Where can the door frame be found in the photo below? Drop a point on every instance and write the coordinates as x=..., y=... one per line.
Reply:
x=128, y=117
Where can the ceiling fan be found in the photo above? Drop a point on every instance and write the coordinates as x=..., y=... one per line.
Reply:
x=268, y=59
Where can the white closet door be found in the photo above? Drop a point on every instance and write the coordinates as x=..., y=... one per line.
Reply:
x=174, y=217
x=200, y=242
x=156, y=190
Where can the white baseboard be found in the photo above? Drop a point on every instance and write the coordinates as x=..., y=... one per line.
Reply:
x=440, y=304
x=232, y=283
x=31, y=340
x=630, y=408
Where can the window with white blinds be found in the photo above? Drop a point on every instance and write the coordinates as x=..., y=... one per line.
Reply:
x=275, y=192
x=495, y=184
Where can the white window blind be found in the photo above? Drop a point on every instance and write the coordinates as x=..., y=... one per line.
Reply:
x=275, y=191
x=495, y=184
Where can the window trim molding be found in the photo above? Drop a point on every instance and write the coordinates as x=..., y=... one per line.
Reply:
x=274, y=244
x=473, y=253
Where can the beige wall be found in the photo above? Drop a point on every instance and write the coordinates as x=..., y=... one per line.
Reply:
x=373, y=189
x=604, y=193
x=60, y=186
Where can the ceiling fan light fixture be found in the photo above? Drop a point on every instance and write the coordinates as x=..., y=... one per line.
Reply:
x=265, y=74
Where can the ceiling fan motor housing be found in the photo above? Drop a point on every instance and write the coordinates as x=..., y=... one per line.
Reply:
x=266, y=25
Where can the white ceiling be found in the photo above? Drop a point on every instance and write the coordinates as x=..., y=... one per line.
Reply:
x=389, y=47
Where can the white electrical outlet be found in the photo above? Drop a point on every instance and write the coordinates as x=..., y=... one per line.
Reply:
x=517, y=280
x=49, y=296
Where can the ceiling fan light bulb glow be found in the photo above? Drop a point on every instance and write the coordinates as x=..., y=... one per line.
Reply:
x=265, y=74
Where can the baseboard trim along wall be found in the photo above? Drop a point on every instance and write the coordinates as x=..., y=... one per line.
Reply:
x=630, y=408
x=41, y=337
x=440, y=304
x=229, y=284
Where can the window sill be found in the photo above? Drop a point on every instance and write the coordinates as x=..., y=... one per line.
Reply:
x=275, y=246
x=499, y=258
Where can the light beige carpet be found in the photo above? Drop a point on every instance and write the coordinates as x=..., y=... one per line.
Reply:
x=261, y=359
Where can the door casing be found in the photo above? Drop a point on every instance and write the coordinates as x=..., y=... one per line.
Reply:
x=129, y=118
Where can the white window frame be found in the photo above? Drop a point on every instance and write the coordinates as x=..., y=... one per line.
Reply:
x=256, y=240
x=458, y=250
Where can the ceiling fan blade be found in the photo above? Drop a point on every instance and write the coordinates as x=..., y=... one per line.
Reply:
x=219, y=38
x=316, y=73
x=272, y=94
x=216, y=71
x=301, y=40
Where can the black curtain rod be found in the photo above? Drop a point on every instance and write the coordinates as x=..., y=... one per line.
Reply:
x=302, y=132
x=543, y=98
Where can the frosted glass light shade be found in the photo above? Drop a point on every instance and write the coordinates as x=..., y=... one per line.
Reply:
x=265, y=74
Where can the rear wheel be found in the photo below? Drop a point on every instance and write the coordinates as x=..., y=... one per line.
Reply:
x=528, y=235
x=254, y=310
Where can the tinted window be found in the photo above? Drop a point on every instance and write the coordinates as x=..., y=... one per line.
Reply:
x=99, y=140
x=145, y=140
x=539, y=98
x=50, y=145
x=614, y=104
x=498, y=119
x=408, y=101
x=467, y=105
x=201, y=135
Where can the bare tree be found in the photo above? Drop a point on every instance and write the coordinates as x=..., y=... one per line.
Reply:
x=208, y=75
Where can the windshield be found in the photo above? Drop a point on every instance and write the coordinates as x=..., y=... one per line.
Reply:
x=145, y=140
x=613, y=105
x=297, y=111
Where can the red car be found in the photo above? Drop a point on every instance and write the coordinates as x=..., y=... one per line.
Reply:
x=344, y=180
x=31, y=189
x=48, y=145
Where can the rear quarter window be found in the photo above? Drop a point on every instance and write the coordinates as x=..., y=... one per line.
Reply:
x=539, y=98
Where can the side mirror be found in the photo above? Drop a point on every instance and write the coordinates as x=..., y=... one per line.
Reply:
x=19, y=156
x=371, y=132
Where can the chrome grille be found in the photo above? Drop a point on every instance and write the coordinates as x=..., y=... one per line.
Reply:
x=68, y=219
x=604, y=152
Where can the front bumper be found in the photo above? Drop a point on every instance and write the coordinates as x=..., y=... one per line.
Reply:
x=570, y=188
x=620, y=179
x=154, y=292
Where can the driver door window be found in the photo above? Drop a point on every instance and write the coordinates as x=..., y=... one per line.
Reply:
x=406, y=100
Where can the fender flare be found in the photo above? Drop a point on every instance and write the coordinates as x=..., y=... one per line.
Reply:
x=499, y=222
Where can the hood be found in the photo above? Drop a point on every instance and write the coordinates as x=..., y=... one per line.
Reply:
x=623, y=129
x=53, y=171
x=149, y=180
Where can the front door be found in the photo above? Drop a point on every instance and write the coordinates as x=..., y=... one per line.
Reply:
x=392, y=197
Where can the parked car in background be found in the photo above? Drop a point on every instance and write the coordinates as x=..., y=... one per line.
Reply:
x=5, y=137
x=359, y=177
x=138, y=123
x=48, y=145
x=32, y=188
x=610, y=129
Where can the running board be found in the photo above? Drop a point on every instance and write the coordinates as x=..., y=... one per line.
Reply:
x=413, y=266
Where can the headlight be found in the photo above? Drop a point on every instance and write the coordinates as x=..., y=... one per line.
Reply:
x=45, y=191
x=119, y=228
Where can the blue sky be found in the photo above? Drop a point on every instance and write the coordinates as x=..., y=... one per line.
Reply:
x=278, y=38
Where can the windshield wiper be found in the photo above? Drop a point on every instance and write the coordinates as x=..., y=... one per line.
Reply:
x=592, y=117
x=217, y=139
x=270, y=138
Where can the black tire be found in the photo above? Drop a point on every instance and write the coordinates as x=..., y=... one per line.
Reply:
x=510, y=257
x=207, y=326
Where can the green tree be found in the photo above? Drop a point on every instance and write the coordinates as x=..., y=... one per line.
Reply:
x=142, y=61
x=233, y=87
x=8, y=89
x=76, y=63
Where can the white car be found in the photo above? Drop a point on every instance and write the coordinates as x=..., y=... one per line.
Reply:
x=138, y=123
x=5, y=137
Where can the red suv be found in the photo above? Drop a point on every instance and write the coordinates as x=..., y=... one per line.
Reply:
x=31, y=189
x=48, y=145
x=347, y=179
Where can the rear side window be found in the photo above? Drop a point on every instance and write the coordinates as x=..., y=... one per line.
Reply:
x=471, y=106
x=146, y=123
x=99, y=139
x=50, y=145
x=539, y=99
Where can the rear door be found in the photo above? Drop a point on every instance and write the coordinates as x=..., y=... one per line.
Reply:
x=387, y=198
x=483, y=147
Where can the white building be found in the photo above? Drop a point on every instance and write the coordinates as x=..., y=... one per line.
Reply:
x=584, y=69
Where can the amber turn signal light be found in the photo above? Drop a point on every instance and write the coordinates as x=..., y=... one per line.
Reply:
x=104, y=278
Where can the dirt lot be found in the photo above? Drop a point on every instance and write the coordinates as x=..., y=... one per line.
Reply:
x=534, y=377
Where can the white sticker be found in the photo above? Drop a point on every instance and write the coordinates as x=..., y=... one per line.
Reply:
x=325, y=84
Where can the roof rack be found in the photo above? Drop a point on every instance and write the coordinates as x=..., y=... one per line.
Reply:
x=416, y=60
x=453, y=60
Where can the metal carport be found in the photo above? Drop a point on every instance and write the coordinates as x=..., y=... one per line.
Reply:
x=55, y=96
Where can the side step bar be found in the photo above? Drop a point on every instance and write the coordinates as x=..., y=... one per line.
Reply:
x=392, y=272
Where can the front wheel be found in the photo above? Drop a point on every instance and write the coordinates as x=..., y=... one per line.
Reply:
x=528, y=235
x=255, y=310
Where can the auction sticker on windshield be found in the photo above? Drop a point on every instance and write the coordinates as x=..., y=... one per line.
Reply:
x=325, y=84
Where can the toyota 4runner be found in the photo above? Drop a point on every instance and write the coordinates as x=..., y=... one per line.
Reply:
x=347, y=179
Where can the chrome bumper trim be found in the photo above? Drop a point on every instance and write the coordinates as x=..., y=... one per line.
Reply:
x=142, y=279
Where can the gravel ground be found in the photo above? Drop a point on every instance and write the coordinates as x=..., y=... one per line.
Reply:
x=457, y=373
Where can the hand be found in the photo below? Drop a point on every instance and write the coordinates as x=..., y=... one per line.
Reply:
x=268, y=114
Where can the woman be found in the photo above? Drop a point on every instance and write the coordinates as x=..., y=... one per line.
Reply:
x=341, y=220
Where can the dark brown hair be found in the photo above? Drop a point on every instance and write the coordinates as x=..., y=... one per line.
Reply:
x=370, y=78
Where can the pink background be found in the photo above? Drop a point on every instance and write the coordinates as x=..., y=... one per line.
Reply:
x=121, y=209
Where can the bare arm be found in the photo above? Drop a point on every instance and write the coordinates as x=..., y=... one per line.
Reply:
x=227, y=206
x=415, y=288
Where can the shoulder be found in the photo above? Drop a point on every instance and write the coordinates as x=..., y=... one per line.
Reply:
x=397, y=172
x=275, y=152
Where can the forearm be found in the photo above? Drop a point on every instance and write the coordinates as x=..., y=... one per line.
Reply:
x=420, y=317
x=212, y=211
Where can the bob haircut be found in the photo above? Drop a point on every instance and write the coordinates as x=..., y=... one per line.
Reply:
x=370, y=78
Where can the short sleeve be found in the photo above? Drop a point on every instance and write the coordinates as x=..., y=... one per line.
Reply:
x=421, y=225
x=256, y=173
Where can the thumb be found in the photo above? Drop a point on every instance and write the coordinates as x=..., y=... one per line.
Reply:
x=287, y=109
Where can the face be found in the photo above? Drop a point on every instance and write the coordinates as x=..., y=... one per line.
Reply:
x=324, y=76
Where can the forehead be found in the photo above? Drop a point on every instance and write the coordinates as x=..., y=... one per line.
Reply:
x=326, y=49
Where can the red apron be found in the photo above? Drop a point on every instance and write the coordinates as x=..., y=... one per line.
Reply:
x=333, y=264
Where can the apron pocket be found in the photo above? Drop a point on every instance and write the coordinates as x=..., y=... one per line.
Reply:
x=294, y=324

▶ Requirement:
Recast the listing above as a numbered list, omitting blank lines. Begin with its first line and stop after the line containing "x=268, y=59", including both of those lines.

▶ Solved exercise:
1. Where can the door frame be found in the photo below? Drop a point on every instance and write the coordinates as x=..., y=... one per line.
2. Reply:
3. x=128, y=117
4. Where can the ceiling fan be found in the photo above? Drop a point on every instance and write the coordinates as x=..., y=... one per line.
5. Reply:
6. x=268, y=59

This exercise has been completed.